DOCUMENT TEXT:
Nearly 450 million people worldwide are currently living with a mental health challenge, yet nearly two thirds of persons with a known mental illness never choose to seek treatment. Additionally, the COVID-19 pandemic has had a profound impact on the mental health of persons of all ages, status and walks of life.
These numbers will only increase, leading to another pandemic. In November 2020, the CDC reported that 44 per cent of us were dealing with either depression or anxiety.
While historically data shows us that one in five adults will experience a mental health challenge, these days it certainly feels like it’s five in five.
However, let us not only focus on dark facts. Let’s shine a light in the darkness. Now, more than ever, it is critical to reduce the stigma around mental health struggles, because that stigma often prevents individuals from seeking help.
“When MHA started Mental Health Month in 1949, we did so to communicate the importance of mental health to overall health. Our insights about the factors that lead to mental health for all ––including embracing diversity, equity, and inclusion in all we do ––have grown since then.
“There are things we must do to change the world around us. And there are things we can do for ourselves along the way,” shared Paul Gionfriddo, President and CEO of Mental Health Awareness.
Building our resilience
The pandemic forced us to cope with situations we never even imagined, and a lot of us struggled with our mental health as a result. Many people who had never experienced mental health challenges found themselves struggling for the first time.
During the month of May, HEALTH PLUS will be focusing on different topics that can help process the events of the past year and the feelings that surround them, while also building skills and support that extend beyond COVID-19.
It is important to remember that working on your mental health and finding tools that help you thrive will take time. Change won’t happen overnight.

DATA SUPPLIED:
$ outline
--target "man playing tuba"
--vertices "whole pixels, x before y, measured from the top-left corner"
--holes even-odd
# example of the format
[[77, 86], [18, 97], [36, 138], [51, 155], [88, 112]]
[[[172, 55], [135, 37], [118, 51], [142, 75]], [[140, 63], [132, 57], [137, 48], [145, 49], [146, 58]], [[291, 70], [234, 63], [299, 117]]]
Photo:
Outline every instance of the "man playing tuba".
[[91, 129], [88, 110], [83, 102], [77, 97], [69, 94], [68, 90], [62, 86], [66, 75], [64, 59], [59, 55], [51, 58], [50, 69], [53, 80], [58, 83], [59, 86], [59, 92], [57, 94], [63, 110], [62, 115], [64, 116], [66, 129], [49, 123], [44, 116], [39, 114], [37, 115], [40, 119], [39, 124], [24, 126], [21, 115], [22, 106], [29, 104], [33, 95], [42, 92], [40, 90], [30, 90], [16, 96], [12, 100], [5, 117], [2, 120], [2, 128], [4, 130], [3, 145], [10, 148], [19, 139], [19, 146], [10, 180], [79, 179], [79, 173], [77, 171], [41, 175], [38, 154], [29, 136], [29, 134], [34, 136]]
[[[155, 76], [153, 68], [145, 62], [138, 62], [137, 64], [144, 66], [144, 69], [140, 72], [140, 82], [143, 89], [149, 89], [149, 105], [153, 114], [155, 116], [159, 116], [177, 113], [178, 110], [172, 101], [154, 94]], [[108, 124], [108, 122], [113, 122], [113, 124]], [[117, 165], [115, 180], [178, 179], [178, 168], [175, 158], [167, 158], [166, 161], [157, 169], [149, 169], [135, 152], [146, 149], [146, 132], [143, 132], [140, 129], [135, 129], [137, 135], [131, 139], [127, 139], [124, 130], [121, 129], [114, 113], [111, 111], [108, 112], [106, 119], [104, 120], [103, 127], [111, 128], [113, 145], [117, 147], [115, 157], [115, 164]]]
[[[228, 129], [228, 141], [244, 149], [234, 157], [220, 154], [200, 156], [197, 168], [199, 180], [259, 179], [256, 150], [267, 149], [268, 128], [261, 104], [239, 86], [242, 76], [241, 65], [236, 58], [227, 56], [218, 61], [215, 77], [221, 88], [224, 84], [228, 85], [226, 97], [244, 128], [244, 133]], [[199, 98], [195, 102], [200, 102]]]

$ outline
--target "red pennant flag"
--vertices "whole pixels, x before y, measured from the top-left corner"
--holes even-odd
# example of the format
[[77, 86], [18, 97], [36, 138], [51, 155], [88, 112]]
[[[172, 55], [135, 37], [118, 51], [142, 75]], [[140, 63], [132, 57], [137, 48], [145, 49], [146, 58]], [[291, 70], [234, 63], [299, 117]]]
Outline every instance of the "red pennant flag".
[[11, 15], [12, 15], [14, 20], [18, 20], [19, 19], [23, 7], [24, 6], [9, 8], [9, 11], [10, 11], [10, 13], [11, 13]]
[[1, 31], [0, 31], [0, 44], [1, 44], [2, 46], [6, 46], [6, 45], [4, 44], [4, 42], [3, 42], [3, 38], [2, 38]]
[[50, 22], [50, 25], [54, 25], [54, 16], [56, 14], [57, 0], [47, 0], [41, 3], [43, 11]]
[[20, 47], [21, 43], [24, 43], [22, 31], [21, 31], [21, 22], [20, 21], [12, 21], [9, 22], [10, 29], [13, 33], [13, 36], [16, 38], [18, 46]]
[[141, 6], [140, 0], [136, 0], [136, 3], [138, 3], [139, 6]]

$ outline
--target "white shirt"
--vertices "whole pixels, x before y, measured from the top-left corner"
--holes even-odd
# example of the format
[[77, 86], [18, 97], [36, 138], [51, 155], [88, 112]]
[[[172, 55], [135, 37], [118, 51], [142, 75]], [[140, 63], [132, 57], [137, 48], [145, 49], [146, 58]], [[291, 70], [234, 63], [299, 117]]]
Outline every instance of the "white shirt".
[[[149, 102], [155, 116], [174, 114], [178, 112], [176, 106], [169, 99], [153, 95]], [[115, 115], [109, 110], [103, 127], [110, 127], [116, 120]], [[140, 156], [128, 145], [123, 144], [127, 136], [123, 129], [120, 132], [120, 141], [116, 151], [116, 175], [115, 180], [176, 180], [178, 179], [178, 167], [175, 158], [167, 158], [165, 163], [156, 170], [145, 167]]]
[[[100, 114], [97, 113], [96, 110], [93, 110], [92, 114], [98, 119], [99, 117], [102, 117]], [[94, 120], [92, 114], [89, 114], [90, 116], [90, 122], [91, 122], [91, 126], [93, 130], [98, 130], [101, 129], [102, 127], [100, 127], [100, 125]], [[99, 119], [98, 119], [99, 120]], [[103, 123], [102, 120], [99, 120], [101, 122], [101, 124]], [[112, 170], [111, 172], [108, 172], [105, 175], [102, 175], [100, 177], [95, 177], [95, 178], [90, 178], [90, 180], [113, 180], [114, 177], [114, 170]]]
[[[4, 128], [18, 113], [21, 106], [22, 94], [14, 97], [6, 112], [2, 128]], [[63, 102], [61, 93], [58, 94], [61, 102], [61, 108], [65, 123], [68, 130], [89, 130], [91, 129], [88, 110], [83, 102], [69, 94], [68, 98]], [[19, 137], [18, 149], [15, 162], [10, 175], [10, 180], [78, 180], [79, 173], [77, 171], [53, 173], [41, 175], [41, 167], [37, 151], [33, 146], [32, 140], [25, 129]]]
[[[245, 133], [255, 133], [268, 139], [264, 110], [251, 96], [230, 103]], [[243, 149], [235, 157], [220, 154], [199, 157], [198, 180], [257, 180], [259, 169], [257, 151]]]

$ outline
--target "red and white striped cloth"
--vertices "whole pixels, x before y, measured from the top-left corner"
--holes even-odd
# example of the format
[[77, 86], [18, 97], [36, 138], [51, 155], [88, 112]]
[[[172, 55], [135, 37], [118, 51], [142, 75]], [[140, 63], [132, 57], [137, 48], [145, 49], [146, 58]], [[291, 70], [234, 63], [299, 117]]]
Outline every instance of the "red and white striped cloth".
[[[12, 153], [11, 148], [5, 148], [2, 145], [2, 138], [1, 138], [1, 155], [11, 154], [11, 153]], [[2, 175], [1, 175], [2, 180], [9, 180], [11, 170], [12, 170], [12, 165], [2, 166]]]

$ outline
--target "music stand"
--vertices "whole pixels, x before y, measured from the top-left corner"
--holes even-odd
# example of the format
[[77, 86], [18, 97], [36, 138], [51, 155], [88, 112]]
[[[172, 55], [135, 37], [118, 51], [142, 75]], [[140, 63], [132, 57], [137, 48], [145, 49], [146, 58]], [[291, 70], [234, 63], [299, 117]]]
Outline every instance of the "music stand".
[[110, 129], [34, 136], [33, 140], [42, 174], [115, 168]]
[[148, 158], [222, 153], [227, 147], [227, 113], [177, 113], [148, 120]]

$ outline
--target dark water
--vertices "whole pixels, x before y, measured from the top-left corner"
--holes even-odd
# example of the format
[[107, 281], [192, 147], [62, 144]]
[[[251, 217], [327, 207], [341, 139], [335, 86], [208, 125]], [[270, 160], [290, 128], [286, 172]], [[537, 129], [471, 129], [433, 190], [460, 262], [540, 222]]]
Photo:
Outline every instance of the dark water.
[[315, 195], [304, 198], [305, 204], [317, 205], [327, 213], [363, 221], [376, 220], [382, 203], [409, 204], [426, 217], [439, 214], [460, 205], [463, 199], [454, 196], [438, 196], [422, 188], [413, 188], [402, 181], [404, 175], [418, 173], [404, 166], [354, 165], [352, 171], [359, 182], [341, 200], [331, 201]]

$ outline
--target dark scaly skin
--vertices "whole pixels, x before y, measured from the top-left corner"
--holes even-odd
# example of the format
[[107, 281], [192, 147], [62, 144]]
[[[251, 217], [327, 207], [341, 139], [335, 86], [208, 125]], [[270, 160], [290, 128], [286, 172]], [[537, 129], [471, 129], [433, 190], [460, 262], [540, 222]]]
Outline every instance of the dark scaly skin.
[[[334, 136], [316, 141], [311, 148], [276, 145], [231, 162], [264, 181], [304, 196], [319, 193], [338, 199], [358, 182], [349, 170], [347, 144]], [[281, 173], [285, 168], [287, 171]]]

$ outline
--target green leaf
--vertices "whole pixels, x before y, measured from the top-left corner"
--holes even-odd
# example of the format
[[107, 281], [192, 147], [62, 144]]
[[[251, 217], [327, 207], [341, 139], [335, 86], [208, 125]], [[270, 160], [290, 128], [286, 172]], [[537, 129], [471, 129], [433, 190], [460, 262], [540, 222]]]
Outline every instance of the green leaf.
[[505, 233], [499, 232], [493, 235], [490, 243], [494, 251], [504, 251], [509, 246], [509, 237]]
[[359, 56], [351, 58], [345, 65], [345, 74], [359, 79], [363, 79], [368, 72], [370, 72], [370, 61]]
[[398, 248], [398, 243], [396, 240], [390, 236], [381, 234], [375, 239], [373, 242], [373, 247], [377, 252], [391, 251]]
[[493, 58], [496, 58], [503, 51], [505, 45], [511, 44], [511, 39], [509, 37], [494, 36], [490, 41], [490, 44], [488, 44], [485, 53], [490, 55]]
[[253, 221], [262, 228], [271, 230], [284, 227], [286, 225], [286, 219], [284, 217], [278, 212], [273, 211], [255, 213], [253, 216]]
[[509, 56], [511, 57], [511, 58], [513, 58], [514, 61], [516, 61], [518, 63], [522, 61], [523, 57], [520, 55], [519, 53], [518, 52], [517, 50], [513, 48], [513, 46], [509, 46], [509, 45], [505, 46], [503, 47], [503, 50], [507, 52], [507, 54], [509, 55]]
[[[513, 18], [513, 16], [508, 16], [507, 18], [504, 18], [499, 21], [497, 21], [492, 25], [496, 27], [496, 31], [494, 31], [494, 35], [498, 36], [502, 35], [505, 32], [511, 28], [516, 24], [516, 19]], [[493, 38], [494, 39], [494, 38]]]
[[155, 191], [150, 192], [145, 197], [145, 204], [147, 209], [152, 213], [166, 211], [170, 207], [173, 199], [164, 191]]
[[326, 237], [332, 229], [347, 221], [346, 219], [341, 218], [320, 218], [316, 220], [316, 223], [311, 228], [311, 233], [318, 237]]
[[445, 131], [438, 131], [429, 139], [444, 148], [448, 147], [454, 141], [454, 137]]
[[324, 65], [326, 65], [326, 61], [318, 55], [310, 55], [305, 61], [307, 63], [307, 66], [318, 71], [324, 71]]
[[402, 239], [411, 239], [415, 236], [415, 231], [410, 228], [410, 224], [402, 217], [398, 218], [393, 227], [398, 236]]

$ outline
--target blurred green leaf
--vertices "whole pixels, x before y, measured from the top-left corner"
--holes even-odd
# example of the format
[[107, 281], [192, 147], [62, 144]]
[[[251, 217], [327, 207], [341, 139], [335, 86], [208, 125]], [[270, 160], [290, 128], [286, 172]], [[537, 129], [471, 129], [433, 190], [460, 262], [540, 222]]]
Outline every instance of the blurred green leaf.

EXERCISE AIM:
In the mental health text, can you give the passage starting at "Nearly 450 million" and ending at "from seeking help." again, renaming "pandemic" as "outbreak" throughout?

YOUR RESPONSE:
Nearly 450 million people worldwide are currently living with a mental health challenge, yet nearly two thirds of persons with a known mental illness never choose to seek treatment. Additionally, the COVID-19 outbreak has had a profound impact on the mental health of persons of all ages, status and walks of life.
These numbers will only increase, leading to another outbreak. In November 2020, the CDC reported that 44 per cent of us were dealing with either depression or anxiety.
While historically data shows us that one in five adults will experience a mental health challenge, these days it certainly feels like it’s five in five.
However, let us not only focus on dark facts. Let’s shine a light in the darkness. Now, more than ever, it is critical to reduce the stigma around mental health struggles, because that stigma often prevents individuals from seeking help.